深度学习作业L5W1（3）：Improvise a Jazz Solo with an LSTM Network

利用LSTM创作爵士歌曲

数据处理

题目已经为我们做好，输入X是（60， 30， 78）的矩阵，代表60个歌曲，每个歌曲分30个时间片，一个时间片对应78个音符中的一个。

模型结构

一个LSTM上面套一个softmax

LSTM的隐藏状态a为64个

n_a = 64 
reshapor = Reshape((1, 78))                        # Used in Step 2.B of djmodel(), below
LSTM_cell = LSTM(n_a, return_state = True)         # Used in Step 2.C
densor = Dense(n_values, activation='softmax')     # Used in Step 2.D

# GRADED FUNCTION: djmodel

def djmodel(Tx, n_a, n_values):
    """
    Implement the model
    
    Arguments:
    Tx -- length of the sequence in a corpus
    n_a -- the number of activations used in our model
    n_values -- number of unique values in the music data 
    
    Returns:
    model -- a keras model with the 
    """
    
    # Define the input of your model with a shape 
    X = Input(shape=(Tx, n_values))
    
    # Define s0, initial hidden state for the decoder LSTM
    a0 = Input(shape=(n_a,), name='a0')
    c0 = Input(shape=(n_a,), name='c0')
    a = a0
    c = c0
    
    ### START CODE HERE ### 
    # Step 1: Create empty list to append the outputs while you iterate (≈1 line)
    outputs = []
    
    # Step 2: Loop
    for t in range(Tx):
        
        # Step 2.A: select the "t"th time step vector from X. 
        x = Lambda(lambda x: X[:,t,:])(X)
        # Step 2.B: Use reshapor to reshape x to be (1, n_values) (≈1 line)
        x = reshapor(x)
        # Step 2.C: Perform one step of the LSTM_cell
        a, _, c = LSTM_cell(x, initial_state=[a, c])
        # Step 2.D: Apply densor to the hidden state output of LSTM_Cell
        out = densor(a)
        # Step 2.E: add the output to "outputs"
        outputs.append(out)
        
    # Step 3: Create model instance
    model = Model(inputs=[X,a0,c0],outputs=outputs)
    
    ### END CODE HERE ###
    
    return model

由于需要按照时间顺序输出一个列表，因此将LSTM单元等声明为全局变量，以保证我们每一次前向传播用的是相同的LSTM单元

model = djmodel(Tx = 30 , n_a = 64, n_values = 78)
opt = Adam(lr=0.01, beta_1=0.9, beta_2=0.999, decay=0.01)

model.compile(optimizer=opt, loss='categorical_crossentropy', metrics=['accuracy'])

m = 60
a0 = np.zeros((m, n_a))
c0 = np.zeros((m, n_a))
model.fit([X, a0, c0], list(Y), epochs=100)

完成模型训练

生成音乐

由于训练和sampling需要不同的模型（输入方式不同），因此再构建一个sample的model

# GRADED FUNCTION: music_inference_model

def music_inference_model(LSTM_cell, densor, n_values = 78, n_a = 64, Ty = 100):
    """
    Uses the trained "LSTM_cell" and "densor" from model() to generate a sequence of values.
    
    Arguments:
    LSTM_cell -- the trained "LSTM_cell" from model(), Keras layer object
    densor -- the trained "densor" from model(), Keras layer object
    n_values -- integer, umber of unique values
    n_a -- number of units in the LSTM_cell
    Ty -- integer, number of time steps to generate
    
    Returns:
    inference_model -- Keras model instance
    """

给定任务 1:
显示下方条目中所有含有字符串“container”的行。

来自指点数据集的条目

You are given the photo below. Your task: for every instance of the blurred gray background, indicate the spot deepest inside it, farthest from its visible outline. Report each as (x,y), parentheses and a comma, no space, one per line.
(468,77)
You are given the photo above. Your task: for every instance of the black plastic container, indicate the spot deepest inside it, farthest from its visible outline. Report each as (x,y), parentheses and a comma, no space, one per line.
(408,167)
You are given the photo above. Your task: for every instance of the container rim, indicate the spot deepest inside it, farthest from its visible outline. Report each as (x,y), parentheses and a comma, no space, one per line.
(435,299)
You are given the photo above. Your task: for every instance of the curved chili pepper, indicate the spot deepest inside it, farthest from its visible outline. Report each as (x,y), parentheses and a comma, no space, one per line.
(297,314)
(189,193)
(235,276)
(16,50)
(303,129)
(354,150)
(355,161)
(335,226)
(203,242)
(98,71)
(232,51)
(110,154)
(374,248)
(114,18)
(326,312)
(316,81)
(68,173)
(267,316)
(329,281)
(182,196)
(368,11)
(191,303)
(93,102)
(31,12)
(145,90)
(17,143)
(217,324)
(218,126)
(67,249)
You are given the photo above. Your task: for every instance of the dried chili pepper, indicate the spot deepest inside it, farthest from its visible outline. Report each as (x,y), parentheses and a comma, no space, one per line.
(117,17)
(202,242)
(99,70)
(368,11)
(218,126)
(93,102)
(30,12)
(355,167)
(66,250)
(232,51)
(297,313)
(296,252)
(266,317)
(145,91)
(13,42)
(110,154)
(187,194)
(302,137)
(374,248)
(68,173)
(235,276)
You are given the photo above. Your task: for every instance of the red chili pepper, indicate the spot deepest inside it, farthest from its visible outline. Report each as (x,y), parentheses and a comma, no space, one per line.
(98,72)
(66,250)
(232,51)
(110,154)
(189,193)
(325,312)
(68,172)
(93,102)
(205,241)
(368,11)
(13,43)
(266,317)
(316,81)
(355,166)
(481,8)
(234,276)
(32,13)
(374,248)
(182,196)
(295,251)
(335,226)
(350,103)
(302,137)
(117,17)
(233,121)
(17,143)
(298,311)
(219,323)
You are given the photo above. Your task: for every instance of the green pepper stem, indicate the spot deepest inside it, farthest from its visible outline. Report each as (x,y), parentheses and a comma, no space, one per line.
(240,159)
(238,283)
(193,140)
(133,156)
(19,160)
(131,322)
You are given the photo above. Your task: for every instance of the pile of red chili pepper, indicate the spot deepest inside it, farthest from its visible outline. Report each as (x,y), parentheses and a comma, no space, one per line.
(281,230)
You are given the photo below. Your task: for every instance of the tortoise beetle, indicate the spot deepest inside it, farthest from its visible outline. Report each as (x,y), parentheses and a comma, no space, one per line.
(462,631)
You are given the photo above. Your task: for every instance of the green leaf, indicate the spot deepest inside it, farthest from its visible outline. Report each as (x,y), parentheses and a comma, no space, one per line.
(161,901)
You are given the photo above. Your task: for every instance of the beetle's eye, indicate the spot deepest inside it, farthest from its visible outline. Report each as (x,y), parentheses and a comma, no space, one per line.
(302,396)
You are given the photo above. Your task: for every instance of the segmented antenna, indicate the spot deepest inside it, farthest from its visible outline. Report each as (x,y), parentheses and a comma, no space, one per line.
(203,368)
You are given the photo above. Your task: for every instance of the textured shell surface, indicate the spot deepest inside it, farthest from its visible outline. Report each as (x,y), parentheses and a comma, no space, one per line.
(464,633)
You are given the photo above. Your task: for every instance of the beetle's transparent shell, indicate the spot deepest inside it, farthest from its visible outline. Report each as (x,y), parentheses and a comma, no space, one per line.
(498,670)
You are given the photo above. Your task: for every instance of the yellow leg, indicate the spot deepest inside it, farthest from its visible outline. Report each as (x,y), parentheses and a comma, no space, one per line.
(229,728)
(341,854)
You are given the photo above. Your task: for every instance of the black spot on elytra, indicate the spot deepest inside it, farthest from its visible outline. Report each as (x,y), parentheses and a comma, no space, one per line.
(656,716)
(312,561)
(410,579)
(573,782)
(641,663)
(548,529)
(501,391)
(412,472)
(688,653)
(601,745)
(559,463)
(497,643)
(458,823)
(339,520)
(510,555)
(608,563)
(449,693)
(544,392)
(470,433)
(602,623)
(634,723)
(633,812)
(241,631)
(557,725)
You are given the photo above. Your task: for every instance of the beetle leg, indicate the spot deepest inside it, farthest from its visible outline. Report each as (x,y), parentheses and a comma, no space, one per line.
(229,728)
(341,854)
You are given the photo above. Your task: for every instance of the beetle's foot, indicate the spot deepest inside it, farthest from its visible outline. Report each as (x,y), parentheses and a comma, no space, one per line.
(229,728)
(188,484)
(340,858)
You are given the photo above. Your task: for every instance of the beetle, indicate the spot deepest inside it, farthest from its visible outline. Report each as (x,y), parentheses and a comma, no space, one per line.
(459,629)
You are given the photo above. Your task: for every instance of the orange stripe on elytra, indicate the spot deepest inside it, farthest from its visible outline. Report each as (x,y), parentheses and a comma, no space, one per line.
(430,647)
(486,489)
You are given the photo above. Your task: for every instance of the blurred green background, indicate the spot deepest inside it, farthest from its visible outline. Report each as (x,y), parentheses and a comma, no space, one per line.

给定任务 2:
在这篇用LSTM创作爵士乐的页面摘录中，输入X是什么形状的矩阵？

预期输出 1:
You are given the photo above. Your task: for every instance of the black plastic container, indicate the spot deepest inside it, farthest from its visible outline. Report each as (x,y), parentheses and a comma, no space, one per line.
You are given the photo above. Your task: for every instance of the container rim, indicate the spot deepest inside it, farthest from its visible outline. Report each as (x,y), parentheses and a comma, no space, one per line.

预期输出 2:
（60，30，78）的矩阵。